TEXTO FORNECIDO:

------------------------

Pouco mais de um ano passado, mais concretamente em 8 de Novembro de 1994, através da Resolução n.° 955 (1994), a ONU, estabelece o Tribunal Criminal Internacional para o Ruanda.

Refira-se também o caso da Serra Leoa, que igualmente conduziu à criação de um tribunal especial penal internacional, mas com traços particulares pois resulta de um acordo entre a ONU e o governo da Serra Leoa, de 16 de Janeiro de 2002, para julgar os conflitos após 30 de Novembro de 1996 e na sequência da Resolução nº 1315, de 14 de Agosto de 2000, do Conselho de Segurança (CS) que mandatou o Secretário-Geral para negociar um acordo para esse objectivo.

Essas duas instâncias (não se abrange pelos factos aduzidos o caso do Tribunal para a Serra Leoa), que visaram julgar os crimes cometidos, no âmbito dos conflitos em causa, foram criadas, não por um tratado internacional, como o TPI, mas sim por decisões do Conselho de Segurança das Nações Unidas, sob a égide do capítulo VII da Carta das Nações Unidas (ameaças à paz e segurança internacionais), o que torna as suas normas obrigatórias para todos os Estados.

Em 1994, a Assembleia-geral da ONU aprecia uma proposta de um Tribunal que julgue casos de genocídio, crimes de guerra e contra a humanidade.

segunda-feira, 12 de fevereiro de 2007

As Causas Mediatas (Perspectivas Políticas)

O Século XX, foi já considerado o século negro da Humanidade. Desde os conflitos que levaram à Primeira Grande Guerra Mundial, passando pela Segunda Guerra Mundial, até ao rescaldo da Guerra-fria, não olvidando toda uma gama de conflitos regionais, o século XX foi o mais sangrento da História do Homem.

------------------------

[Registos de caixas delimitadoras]
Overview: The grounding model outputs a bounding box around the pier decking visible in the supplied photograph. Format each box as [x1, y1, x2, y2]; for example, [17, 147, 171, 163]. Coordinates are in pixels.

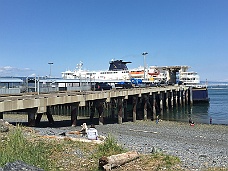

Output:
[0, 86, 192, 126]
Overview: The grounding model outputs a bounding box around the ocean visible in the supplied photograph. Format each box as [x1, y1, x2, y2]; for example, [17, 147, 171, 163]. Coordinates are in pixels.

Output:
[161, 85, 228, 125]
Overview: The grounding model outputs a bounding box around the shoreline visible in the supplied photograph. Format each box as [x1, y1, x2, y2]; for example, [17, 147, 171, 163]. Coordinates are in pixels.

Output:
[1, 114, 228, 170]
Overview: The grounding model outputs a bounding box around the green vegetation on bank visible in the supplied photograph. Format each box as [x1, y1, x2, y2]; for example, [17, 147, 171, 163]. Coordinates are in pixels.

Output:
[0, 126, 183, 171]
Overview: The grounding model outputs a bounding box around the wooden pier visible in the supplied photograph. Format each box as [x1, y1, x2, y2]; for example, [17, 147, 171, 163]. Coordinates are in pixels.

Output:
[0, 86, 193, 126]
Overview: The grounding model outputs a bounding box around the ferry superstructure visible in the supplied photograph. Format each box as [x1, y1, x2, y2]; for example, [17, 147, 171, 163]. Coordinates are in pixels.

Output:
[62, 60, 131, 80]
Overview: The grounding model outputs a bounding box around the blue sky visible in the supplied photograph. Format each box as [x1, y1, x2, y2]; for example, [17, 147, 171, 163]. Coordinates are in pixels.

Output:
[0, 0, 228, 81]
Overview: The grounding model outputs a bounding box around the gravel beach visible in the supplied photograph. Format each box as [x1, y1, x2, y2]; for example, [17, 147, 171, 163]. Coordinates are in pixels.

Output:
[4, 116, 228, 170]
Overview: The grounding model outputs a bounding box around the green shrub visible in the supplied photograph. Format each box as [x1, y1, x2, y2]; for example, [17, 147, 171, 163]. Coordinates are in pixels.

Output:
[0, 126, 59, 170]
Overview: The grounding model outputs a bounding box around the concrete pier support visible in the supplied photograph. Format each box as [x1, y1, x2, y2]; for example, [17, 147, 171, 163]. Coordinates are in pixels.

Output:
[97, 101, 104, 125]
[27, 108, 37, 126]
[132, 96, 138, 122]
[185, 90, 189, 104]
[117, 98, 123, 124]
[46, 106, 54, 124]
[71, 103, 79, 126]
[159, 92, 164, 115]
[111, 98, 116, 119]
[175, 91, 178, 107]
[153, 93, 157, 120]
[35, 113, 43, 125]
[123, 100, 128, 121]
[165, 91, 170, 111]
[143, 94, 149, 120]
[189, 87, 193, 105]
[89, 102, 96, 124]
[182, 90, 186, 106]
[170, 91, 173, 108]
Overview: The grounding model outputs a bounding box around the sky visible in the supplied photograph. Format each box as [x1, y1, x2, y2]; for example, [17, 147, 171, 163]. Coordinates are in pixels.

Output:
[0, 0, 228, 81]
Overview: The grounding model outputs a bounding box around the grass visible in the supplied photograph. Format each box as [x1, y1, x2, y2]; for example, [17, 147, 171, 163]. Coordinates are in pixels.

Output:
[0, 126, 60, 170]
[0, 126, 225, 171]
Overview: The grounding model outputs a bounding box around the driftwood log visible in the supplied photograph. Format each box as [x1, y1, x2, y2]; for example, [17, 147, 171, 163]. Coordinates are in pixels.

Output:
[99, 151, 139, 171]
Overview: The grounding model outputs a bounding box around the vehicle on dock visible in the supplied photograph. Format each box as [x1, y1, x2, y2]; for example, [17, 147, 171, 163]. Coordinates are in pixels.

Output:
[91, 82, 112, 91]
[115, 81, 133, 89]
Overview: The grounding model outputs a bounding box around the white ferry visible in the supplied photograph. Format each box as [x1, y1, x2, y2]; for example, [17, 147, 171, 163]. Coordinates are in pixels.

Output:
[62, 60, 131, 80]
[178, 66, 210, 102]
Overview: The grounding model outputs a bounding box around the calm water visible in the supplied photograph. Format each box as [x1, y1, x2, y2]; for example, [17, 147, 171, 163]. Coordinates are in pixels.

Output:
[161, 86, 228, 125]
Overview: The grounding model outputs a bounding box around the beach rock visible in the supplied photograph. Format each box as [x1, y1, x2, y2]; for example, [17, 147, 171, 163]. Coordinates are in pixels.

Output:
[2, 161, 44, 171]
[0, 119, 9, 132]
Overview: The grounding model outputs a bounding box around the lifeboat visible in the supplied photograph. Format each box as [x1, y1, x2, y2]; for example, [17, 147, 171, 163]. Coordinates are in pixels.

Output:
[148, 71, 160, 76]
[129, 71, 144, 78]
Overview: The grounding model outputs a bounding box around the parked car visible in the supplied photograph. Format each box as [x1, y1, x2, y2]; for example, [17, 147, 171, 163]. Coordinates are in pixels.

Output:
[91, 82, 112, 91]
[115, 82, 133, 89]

------------------------

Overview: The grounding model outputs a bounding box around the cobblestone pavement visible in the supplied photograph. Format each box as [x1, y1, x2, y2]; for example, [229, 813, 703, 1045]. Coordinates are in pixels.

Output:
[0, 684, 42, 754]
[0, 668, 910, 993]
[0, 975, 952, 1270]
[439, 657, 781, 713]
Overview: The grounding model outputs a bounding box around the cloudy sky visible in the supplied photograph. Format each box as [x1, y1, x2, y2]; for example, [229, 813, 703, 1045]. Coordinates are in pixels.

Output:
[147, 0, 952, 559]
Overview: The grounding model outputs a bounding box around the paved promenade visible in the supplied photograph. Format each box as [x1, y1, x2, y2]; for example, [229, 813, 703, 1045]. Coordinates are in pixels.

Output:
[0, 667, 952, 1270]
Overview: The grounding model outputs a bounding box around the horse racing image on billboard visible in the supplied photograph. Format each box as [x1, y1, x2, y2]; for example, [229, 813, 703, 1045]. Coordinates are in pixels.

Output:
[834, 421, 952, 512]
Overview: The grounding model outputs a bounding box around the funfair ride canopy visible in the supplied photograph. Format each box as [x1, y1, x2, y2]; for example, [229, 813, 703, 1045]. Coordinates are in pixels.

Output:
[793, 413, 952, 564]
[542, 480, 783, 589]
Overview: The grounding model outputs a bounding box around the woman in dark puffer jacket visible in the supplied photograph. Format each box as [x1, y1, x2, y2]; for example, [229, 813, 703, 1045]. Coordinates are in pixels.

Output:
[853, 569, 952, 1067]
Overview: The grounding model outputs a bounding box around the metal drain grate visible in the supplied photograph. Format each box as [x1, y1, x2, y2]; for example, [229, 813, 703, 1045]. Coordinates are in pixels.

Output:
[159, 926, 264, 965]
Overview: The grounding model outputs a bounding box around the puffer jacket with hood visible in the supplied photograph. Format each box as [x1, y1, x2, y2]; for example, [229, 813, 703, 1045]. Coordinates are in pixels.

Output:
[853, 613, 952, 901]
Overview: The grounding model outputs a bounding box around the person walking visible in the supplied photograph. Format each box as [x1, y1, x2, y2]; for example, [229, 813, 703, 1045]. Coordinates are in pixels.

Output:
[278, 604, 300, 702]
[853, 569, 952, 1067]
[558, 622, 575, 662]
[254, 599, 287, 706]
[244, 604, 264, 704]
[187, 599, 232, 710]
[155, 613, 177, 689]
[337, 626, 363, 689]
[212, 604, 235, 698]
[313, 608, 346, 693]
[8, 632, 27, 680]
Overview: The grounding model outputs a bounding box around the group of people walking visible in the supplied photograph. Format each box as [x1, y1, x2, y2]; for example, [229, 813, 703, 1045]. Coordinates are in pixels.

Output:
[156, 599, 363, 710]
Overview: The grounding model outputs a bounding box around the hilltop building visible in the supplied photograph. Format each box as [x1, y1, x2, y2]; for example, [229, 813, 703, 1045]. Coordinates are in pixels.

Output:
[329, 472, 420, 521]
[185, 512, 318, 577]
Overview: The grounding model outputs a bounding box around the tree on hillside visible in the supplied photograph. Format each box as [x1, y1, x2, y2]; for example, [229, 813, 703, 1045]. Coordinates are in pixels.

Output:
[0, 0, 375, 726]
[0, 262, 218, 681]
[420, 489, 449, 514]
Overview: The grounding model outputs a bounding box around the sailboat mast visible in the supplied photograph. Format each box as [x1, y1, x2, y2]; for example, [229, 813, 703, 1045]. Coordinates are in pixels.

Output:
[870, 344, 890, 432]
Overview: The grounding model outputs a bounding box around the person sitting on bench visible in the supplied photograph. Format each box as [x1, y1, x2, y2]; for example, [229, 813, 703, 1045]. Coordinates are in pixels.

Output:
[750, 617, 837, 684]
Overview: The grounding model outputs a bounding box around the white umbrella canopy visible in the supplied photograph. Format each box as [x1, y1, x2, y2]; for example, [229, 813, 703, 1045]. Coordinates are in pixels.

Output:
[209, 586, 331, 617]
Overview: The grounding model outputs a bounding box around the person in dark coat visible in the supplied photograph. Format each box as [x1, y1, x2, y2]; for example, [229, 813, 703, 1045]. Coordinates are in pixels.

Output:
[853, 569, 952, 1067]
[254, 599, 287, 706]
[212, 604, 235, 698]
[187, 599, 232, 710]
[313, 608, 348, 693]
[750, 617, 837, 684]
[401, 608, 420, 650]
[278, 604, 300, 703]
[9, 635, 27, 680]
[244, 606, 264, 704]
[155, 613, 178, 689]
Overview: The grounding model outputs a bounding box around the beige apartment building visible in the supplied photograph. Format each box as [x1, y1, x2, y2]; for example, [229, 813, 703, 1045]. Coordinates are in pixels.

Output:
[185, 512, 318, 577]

------------------------

A SUA TAREFA: Com base no texto sobre os tribunais penais internacionais, explique por que motivo as normas de "Essas duas instâncias" se tornam obrigatórias para todos os Estados.

RESPOSTA AO EXERCÍCIO: As suas normas são obrigatórias para todos os Estados porque essas instâncias foram criadas por decisões do Conselho de Segurança das Nações Unidas, ao abrigo do capítulo VII da Carta das Nações Unidas, relativo a ameaças à paz e segurança internacionais. Não resultaram de um tratado internacional, como o TPI.